Description of the task —
Your task is to give the listing below back word for word, pictures excluded.
── Material provided ──
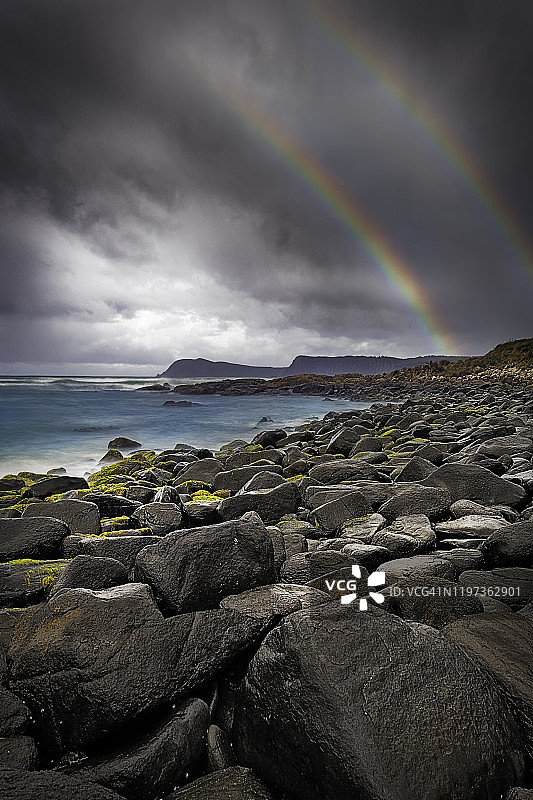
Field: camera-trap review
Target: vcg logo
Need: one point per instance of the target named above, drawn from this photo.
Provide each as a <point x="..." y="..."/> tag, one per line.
<point x="350" y="586"/>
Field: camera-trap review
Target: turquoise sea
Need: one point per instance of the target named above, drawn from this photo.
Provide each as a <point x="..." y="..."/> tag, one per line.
<point x="49" y="422"/>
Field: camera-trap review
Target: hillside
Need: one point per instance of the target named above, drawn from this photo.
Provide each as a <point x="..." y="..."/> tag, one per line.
<point x="516" y="354"/>
<point x="301" y="365"/>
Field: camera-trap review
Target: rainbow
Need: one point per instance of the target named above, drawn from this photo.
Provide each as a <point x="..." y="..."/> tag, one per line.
<point x="448" y="145"/>
<point x="344" y="208"/>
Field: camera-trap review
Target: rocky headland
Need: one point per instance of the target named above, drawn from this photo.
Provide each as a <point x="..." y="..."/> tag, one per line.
<point x="191" y="625"/>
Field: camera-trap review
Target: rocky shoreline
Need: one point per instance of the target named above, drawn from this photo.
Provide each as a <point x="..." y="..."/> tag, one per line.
<point x="344" y="611"/>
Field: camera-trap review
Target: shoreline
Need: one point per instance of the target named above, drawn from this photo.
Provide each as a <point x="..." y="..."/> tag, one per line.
<point x="171" y="582"/>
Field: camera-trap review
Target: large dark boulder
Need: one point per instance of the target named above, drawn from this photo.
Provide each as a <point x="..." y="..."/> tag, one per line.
<point x="233" y="783"/>
<point x="57" y="485"/>
<point x="510" y="585"/>
<point x="510" y="546"/>
<point x="330" y="516"/>
<point x="31" y="538"/>
<point x="80" y="516"/>
<point x="417" y="500"/>
<point x="89" y="664"/>
<point x="161" y="518"/>
<point x="470" y="482"/>
<point x="437" y="603"/>
<point x="501" y="645"/>
<point x="343" y="469"/>
<point x="270" y="504"/>
<point x="28" y="581"/>
<point x="23" y="785"/>
<point x="91" y="572"/>
<point x="151" y="767"/>
<point x="366" y="705"/>
<point x="235" y="479"/>
<point x="194" y="569"/>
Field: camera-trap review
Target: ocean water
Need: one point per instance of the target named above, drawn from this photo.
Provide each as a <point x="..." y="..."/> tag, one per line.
<point x="49" y="422"/>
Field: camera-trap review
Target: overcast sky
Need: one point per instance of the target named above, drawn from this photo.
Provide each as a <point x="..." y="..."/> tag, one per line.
<point x="146" y="215"/>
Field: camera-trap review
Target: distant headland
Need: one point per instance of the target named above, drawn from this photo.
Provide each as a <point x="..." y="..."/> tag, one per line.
<point x="301" y="365"/>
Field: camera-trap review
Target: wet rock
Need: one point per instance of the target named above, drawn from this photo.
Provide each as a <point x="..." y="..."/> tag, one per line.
<point x="123" y="443"/>
<point x="501" y="645"/>
<point x="152" y="767"/>
<point x="278" y="599"/>
<point x="418" y="568"/>
<point x="28" y="581"/>
<point x="120" y="548"/>
<point x="342" y="469"/>
<point x="510" y="546"/>
<point x="90" y="663"/>
<point x="92" y="572"/>
<point x="304" y="567"/>
<point x="23" y="785"/>
<point x="62" y="483"/>
<point x="437" y="603"/>
<point x="470" y="482"/>
<point x="161" y="518"/>
<point x="80" y="516"/>
<point x="220" y="753"/>
<point x="270" y="504"/>
<point x="195" y="569"/>
<point x="433" y="502"/>
<point x="474" y="525"/>
<point x="234" y="783"/>
<point x="318" y="691"/>
<point x="330" y="516"/>
<point x="17" y="752"/>
<point x="31" y="538"/>
<point x="235" y="479"/>
<point x="510" y="585"/>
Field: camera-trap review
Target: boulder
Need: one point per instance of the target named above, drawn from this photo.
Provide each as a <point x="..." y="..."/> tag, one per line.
<point x="23" y="785"/>
<point x="416" y="469"/>
<point x="437" y="603"/>
<point x="112" y="505"/>
<point x="511" y="546"/>
<point x="123" y="443"/>
<point x="162" y="758"/>
<point x="14" y="715"/>
<point x="474" y="525"/>
<point x="330" y="516"/>
<point x="406" y="536"/>
<point x="80" y="516"/>
<point x="270" y="504"/>
<point x="343" y="469"/>
<point x="31" y="538"/>
<point x="120" y="548"/>
<point x="233" y="783"/>
<point x="433" y="502"/>
<point x="17" y="752"/>
<point x="366" y="705"/>
<point x="57" y="485"/>
<point x="510" y="585"/>
<point x="220" y="754"/>
<point x="418" y="568"/>
<point x="161" y="518"/>
<point x="235" y="479"/>
<point x="195" y="569"/>
<point x="203" y="470"/>
<point x="304" y="567"/>
<point x="278" y="599"/>
<point x="89" y="663"/>
<point x="92" y="572"/>
<point x="470" y="482"/>
<point x="28" y="581"/>
<point x="501" y="645"/>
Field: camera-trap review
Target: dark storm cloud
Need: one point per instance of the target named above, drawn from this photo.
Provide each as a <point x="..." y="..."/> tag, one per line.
<point x="144" y="219"/>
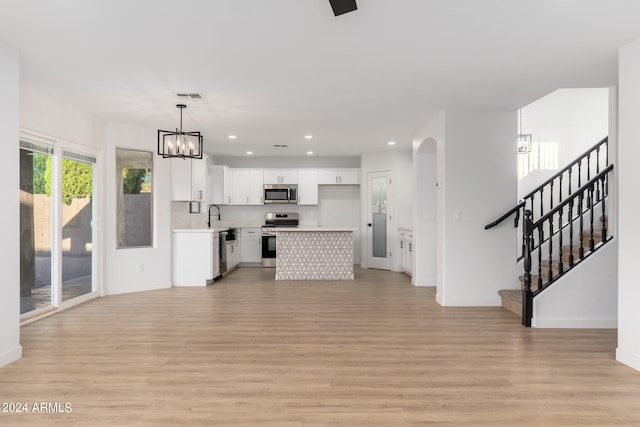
───
Solution to the problem —
Field: camera-trap review
Target: vcg logo
Need: one point per instance of the target named above, drawn from this photo.
Provide each as a <point x="..." y="..."/> tag, one per line.
<point x="350" y="586"/>
Field: camera-trap review
Target: turquoise sea
Need: one point per instance of the target named above, drawn from this photo.
Provide each as a <point x="..." y="..."/> tag, one per line.
<point x="49" y="422"/>
Field: camera-trap review
Target: hillside
Need: one point per instance of the target named above, drawn from this photo.
Provide each as a <point x="..." y="..."/> tag, one per line.
<point x="516" y="354"/>
<point x="301" y="365"/>
Field: camera-trap review
Target: rainbow
Need: one point per instance of the target named above, drawn from this photo.
Provide each as a <point x="..." y="..."/> tag, one per line.
<point x="448" y="145"/>
<point x="344" y="208"/>
Field: camera-trap review
Target: rocky headland
Need: one point per instance of the target named above, drawn from this photo.
Provide each as a <point x="..." y="..."/> tag, one per line.
<point x="191" y="625"/>
Field: camera-trap review
Target: rocky shoreline
Need: one point per instance of the target named above, drawn from this photo.
Provide each as a <point x="..." y="..."/> tag, one per line.
<point x="344" y="611"/>
Field: camera-trap review
Target: shoreline
Need: one point per instance of the target named above, drawn from this photo.
Provide each as a <point x="..." y="..."/> tag, one per line.
<point x="171" y="582"/>
Field: camera-trap review
Target: large dark boulder
Need: one point per instance of the target named above, drawn from this photo.
Provide each as a <point x="..." y="..."/> tag, one per line.
<point x="233" y="783"/>
<point x="57" y="485"/>
<point x="510" y="585"/>
<point x="510" y="546"/>
<point x="330" y="516"/>
<point x="31" y="538"/>
<point x="80" y="516"/>
<point x="417" y="500"/>
<point x="89" y="664"/>
<point x="161" y="518"/>
<point x="470" y="482"/>
<point x="437" y="603"/>
<point x="501" y="645"/>
<point x="343" y="469"/>
<point x="270" y="504"/>
<point x="28" y="581"/>
<point x="23" y="785"/>
<point x="91" y="572"/>
<point x="151" y="767"/>
<point x="366" y="705"/>
<point x="235" y="479"/>
<point x="194" y="569"/>
Field: camera-trap review
Target: ocean water
Need: one point per instance of the target named above, drawn from this photo.
Provide each as a <point x="..." y="..."/> tag, one per line.
<point x="49" y="422"/>
Field: camera-trap review
Target: overcast sky
Need: one point per instance of the target named above, drawn from this photo.
Provide each as a <point x="..." y="..."/> tag, one per line.
<point x="146" y="215"/>
Field: camera-trap review
Target: distant headland
Need: one point per instance of the target named above, drawn from this photo.
Provide each as a <point x="..." y="..."/> tag, one per line.
<point x="301" y="365"/>
Field: camera-trap review
Target: wet rock
Need: one point per instance of the target named above, drawn from this photo.
Provide each as a <point x="..." y="..."/> tag, one per line.
<point x="123" y="443"/>
<point x="501" y="645"/>
<point x="152" y="767"/>
<point x="278" y="599"/>
<point x="418" y="568"/>
<point x="28" y="581"/>
<point x="120" y="548"/>
<point x="342" y="469"/>
<point x="510" y="546"/>
<point x="90" y="663"/>
<point x="92" y="572"/>
<point x="304" y="567"/>
<point x="23" y="785"/>
<point x="62" y="483"/>
<point x="437" y="603"/>
<point x="470" y="482"/>
<point x="161" y="518"/>
<point x="80" y="516"/>
<point x="220" y="753"/>
<point x="270" y="504"/>
<point x="195" y="569"/>
<point x="433" y="502"/>
<point x="474" y="525"/>
<point x="234" y="783"/>
<point x="318" y="691"/>
<point x="330" y="516"/>
<point x="17" y="752"/>
<point x="31" y="538"/>
<point x="235" y="479"/>
<point x="510" y="585"/>
Field: camera-trap review
Target: boulder
Need: one point per instance of the target named above, drawn from this photo.
Provide each as a <point x="..." y="..."/> tag, one per line.
<point x="23" y="785"/>
<point x="416" y="469"/>
<point x="437" y="603"/>
<point x="112" y="505"/>
<point x="511" y="546"/>
<point x="123" y="443"/>
<point x="162" y="758"/>
<point x="14" y="715"/>
<point x="474" y="525"/>
<point x="330" y="516"/>
<point x="406" y="536"/>
<point x="80" y="516"/>
<point x="270" y="504"/>
<point x="343" y="469"/>
<point x="31" y="538"/>
<point x="120" y="548"/>
<point x="233" y="783"/>
<point x="433" y="502"/>
<point x="17" y="752"/>
<point x="366" y="705"/>
<point x="57" y="485"/>
<point x="510" y="585"/>
<point x="220" y="754"/>
<point x="418" y="568"/>
<point x="161" y="518"/>
<point x="235" y="479"/>
<point x="195" y="569"/>
<point x="203" y="470"/>
<point x="304" y="567"/>
<point x="278" y="599"/>
<point x="89" y="663"/>
<point x="92" y="572"/>
<point x="470" y="482"/>
<point x="28" y="581"/>
<point x="501" y="645"/>
Field: camera-trap review
Target: dark storm cloud
Need: one point per instance of the target named above, drawn from this photo.
Provide each as a <point x="..." y="..."/> tag, one per line.
<point x="144" y="219"/>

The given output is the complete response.